» **AIM**
Retype the material from the line containing "Object class to annotate: person" through the line containing "[244, 44, 437, 279]", including both of those lines, without changing a character.

» **RECORD EXCERPTS**
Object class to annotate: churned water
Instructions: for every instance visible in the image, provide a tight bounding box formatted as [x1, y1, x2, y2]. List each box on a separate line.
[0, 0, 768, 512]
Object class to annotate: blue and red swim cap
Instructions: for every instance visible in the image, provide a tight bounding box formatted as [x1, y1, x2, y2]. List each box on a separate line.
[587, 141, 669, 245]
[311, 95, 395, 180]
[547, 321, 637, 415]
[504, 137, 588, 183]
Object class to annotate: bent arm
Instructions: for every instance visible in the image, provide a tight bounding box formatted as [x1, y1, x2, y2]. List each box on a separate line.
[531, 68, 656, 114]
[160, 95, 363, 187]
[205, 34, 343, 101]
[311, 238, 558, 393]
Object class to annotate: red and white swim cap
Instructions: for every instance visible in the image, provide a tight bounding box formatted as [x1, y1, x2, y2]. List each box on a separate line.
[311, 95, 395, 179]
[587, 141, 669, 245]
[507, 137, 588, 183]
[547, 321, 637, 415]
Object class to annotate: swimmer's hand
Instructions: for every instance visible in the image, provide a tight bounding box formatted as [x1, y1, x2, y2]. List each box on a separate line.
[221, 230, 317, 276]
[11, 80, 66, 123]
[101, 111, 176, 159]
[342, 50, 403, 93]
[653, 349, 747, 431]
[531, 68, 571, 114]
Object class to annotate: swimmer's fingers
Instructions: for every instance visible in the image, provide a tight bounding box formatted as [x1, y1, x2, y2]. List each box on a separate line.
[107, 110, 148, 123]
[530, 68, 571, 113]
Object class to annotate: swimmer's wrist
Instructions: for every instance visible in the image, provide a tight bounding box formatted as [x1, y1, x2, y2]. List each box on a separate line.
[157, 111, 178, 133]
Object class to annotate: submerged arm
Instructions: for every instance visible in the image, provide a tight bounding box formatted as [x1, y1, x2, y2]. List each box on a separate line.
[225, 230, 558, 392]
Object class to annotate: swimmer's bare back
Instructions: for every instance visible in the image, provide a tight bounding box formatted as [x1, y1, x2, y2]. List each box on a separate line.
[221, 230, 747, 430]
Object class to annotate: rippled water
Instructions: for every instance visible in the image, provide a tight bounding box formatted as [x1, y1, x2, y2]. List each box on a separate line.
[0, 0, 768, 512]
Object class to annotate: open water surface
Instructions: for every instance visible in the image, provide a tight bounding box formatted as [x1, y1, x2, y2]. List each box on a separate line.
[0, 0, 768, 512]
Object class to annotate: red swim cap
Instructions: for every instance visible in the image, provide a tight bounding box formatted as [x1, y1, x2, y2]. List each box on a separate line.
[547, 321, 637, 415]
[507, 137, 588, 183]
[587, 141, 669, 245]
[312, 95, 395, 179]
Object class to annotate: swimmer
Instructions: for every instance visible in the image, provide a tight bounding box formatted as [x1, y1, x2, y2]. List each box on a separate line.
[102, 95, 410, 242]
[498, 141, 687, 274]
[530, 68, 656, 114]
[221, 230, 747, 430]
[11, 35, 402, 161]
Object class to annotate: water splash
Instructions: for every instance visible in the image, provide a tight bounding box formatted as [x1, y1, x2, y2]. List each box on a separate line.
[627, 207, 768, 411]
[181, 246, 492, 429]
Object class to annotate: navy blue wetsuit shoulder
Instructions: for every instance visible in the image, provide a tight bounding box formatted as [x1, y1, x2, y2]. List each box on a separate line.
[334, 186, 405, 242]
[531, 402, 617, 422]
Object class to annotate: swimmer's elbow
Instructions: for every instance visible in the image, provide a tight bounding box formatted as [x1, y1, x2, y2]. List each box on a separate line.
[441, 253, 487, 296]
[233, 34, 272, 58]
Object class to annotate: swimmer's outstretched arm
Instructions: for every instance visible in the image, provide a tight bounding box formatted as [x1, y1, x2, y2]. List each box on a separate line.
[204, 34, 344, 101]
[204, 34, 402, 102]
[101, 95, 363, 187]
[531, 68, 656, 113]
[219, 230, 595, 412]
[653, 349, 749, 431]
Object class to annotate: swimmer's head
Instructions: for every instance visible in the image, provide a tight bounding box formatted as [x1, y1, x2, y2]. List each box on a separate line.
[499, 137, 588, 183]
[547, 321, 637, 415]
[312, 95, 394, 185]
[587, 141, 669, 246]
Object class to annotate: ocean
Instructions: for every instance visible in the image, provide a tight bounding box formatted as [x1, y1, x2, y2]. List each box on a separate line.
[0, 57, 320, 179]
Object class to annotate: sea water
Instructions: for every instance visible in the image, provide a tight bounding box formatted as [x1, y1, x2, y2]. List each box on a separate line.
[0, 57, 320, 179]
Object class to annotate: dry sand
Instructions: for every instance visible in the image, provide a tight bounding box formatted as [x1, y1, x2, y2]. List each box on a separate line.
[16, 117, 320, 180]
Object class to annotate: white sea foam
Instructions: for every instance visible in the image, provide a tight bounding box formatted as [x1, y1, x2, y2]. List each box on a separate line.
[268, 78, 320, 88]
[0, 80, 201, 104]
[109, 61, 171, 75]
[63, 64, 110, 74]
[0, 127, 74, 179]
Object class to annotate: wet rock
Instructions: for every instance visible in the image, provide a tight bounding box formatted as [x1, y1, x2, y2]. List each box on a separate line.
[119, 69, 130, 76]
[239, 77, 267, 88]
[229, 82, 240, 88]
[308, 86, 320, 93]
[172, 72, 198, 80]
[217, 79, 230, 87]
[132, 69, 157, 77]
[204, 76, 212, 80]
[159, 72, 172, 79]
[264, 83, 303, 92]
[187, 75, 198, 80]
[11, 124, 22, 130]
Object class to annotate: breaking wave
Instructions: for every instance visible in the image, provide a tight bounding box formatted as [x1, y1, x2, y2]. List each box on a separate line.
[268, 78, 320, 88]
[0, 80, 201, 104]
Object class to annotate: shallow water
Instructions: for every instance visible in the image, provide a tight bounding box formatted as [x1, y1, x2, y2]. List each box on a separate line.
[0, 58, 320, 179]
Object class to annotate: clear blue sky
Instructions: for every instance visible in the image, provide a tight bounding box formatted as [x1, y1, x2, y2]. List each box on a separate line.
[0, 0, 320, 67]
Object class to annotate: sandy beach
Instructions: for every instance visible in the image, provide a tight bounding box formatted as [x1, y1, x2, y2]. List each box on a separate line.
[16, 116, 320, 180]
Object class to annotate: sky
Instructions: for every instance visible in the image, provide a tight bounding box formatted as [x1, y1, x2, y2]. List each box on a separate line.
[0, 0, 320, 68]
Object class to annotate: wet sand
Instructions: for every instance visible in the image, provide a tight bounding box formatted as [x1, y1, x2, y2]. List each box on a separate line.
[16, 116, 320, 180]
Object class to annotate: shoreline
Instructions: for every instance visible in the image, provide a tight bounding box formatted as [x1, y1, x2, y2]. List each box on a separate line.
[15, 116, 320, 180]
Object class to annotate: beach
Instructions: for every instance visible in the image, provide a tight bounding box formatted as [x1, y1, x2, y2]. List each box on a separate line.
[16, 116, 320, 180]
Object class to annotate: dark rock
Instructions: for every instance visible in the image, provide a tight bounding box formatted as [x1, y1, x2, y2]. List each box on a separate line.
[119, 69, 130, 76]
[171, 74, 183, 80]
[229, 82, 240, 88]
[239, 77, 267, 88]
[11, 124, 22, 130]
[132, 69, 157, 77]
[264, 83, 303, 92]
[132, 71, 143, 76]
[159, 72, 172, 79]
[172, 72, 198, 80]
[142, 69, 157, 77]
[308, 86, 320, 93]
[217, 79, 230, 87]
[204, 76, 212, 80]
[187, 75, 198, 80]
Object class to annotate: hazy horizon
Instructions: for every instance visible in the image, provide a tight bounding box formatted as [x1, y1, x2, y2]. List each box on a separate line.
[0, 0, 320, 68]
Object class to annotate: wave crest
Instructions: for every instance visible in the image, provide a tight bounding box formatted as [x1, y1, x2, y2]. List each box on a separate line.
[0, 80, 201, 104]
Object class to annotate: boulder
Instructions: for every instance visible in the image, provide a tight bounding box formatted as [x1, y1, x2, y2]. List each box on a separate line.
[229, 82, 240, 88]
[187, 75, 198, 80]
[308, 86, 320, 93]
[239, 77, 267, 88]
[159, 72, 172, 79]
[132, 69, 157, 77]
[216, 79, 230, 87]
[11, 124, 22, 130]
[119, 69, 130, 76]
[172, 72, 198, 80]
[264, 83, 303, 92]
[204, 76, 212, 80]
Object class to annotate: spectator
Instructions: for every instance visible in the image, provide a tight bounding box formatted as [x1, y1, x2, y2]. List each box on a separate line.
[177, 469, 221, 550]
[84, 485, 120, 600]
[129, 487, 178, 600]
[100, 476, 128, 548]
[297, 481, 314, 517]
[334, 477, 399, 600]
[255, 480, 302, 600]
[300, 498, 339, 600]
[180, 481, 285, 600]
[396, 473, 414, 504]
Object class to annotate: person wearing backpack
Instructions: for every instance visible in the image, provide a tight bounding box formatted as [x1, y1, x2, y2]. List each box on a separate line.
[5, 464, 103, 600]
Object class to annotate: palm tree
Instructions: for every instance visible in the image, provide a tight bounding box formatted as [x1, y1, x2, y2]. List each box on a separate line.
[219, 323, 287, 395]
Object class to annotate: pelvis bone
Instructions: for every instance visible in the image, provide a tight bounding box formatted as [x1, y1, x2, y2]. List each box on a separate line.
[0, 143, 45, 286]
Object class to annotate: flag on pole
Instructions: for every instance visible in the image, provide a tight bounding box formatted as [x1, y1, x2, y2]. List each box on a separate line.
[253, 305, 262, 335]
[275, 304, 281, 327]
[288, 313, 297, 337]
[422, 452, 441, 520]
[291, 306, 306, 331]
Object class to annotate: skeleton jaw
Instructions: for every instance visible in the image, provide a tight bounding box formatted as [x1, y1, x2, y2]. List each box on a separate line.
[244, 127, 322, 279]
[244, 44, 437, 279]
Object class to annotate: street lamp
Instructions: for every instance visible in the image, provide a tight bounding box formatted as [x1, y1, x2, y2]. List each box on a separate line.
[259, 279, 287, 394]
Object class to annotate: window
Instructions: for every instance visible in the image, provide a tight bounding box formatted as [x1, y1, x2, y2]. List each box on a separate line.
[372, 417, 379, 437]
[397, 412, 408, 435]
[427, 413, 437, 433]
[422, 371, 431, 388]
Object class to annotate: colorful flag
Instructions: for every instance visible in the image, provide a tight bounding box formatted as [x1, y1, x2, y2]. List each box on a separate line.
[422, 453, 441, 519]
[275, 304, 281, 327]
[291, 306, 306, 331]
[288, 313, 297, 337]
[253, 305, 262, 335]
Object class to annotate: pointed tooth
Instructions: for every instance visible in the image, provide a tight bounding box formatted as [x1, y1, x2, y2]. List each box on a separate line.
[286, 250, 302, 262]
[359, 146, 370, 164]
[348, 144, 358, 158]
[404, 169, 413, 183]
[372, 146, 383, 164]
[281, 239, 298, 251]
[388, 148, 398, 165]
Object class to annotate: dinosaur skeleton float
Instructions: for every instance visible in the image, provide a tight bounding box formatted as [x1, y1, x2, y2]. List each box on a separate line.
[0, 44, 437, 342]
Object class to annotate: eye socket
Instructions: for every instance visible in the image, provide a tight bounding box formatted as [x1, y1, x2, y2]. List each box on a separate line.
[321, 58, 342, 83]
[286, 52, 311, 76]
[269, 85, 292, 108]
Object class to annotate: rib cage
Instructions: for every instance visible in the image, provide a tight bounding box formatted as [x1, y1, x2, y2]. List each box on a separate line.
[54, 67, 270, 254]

» **TASK SOLUTION**
Object class to annotate: person wearing backpack
Instructions: for every instance visible in the image, provide a tight bounding box formatted as [x1, y1, x2, y2]. List each box on a separate line.
[5, 464, 103, 600]
Object class to annotate: palm tree
Instructions: for every instance visible in the image, provide a tight bounding box formatted as [x1, y1, x2, y2]. List each box on a separate line.
[219, 323, 287, 395]
Object class to annotate: pelvis bone
Instructions: for every instance visible in the image, provide a tight bounding box formatted as [x1, y1, x2, y2]. List each box on a separate line.
[0, 143, 45, 286]
Object class to annotate: flag on pole
Instructions: for every instance visible in the image, provide a tight bounding box formatted as [x1, y1, x2, y2]. List each box on a separate line.
[253, 305, 262, 335]
[275, 304, 281, 327]
[288, 313, 297, 337]
[422, 452, 441, 520]
[291, 306, 306, 331]
Object class to annotate: skeleton jaw
Instructions: for every instance visible in the image, provide a tight bounding box formatted as [x1, y1, x2, y2]. List each box on a separate line.
[244, 127, 322, 279]
[244, 44, 437, 279]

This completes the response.